WORK TO BE COMPLETED
Omit the images. Copy each entry word for word.

(Records excerpted from a collection)

*-*-*

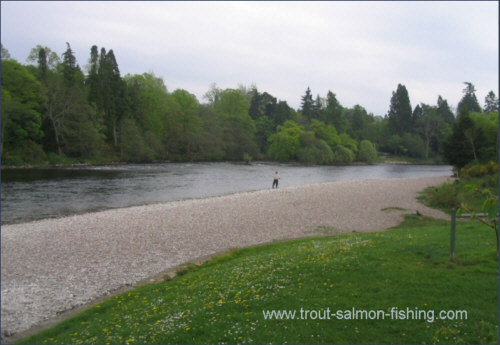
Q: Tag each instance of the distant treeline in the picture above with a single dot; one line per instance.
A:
(54, 113)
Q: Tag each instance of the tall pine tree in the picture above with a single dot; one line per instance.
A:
(469, 102)
(307, 105)
(400, 113)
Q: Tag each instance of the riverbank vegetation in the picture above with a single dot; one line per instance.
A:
(225, 300)
(55, 112)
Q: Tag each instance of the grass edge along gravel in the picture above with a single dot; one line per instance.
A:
(223, 300)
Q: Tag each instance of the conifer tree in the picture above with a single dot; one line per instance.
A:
(400, 113)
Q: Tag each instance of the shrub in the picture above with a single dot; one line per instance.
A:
(367, 152)
(317, 153)
(342, 155)
(479, 170)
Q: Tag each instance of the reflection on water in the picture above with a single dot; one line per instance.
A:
(30, 194)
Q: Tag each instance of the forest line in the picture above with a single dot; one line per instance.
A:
(54, 113)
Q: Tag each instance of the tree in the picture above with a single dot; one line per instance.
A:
(457, 148)
(239, 129)
(5, 53)
(22, 104)
(444, 111)
(191, 122)
(53, 59)
(325, 132)
(429, 125)
(487, 127)
(333, 113)
(314, 150)
(307, 105)
(42, 63)
(490, 103)
(400, 113)
(69, 66)
(286, 141)
(343, 155)
(348, 142)
(367, 152)
(264, 129)
(469, 102)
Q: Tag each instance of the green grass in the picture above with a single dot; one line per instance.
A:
(223, 300)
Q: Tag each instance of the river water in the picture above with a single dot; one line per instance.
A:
(32, 194)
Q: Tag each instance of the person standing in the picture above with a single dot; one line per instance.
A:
(276, 179)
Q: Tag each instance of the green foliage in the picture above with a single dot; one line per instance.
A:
(400, 113)
(348, 142)
(238, 129)
(286, 141)
(479, 170)
(367, 152)
(22, 102)
(314, 151)
(343, 155)
(413, 145)
(52, 104)
(223, 301)
(469, 102)
(447, 196)
(458, 149)
(133, 146)
(325, 132)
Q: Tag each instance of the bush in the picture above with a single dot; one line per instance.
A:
(342, 155)
(445, 196)
(367, 152)
(479, 170)
(317, 153)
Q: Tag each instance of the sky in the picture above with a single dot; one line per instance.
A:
(358, 50)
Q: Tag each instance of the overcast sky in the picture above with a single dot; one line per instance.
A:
(358, 50)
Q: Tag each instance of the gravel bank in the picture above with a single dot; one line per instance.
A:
(54, 265)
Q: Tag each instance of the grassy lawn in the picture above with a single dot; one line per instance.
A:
(223, 301)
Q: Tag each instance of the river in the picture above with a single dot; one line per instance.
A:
(33, 194)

*-*-*

EXERCISE ANSWER
Q: Tag each instance of the distant treeline in the picture above with a single dot; one line per instance.
A:
(54, 113)
Q: Tag each instance of the tall pine tree in the picture above with a single dot; one line per instance.
A:
(469, 102)
(307, 105)
(400, 113)
Q: Tag each instance of the riverbank vegetation in the picture above with a single dot; one line per instance.
A:
(225, 300)
(55, 112)
Q: Tag each instance of the grass edge along gravel in the picture above with a single dot; one line per instance.
A:
(223, 300)
Q: Tag each instance of the conifer tree in the picture above with a single dot; one line per instance.
A:
(400, 113)
Q: Tag each instance of the shrub in the picture above with a single dot; one line per instance.
A:
(367, 152)
(317, 153)
(342, 155)
(479, 170)
Q: Tag each instance of the reflection on water in the picture above with a single dot; one line per instance.
A:
(30, 194)
Q: Tag each instance of the forest line in the picture above with a single dot; one line per instance.
A:
(54, 113)
Q: Tag each instance of the tree in the picture above with a single dot; one line per instance.
A:
(457, 148)
(239, 129)
(5, 53)
(22, 104)
(444, 111)
(191, 122)
(53, 59)
(325, 132)
(429, 125)
(487, 127)
(333, 113)
(314, 150)
(307, 105)
(42, 63)
(490, 103)
(400, 113)
(69, 66)
(286, 141)
(343, 155)
(348, 142)
(367, 152)
(264, 129)
(469, 102)
Q: Tag each instance of the green grass in the picture above with a single dot; one line per instance.
A:
(223, 300)
Q: Tag each instance of the river water in the picture above with a single dot; one line per instance.
A:
(32, 194)
Q: Tag each instance of the person standing in the picture above with a single dot; one line per instance.
A:
(276, 179)
Q: Tag each instance of the green foliage in the picture above with a single dot; one line per instance.
A:
(400, 113)
(348, 142)
(238, 129)
(286, 141)
(479, 170)
(367, 152)
(22, 102)
(314, 151)
(343, 155)
(413, 145)
(52, 104)
(223, 301)
(469, 102)
(447, 196)
(458, 149)
(133, 146)
(325, 132)
Q: Tag each instance of the bush in the picture above with a single dot; one line per instance.
A:
(342, 155)
(445, 196)
(367, 152)
(479, 170)
(317, 153)
Q: Tag each instance of the sky in the picture above with a single dot; one line per instance.
A:
(358, 50)
Q: Tag each instance of the overcast sky in the picture above with a single dot; one line per instance.
A:
(358, 50)
Q: Tag each instance of the gravel bank in the picture above with a single dot; one line per instance.
A:
(54, 265)
Q: Tag each instance of the grassy lawn in the picture above with a single dot; one line per instance.
A:
(223, 301)
Q: Tag each instance of the river in the picture above with a single dot; one line per instance.
A:
(33, 194)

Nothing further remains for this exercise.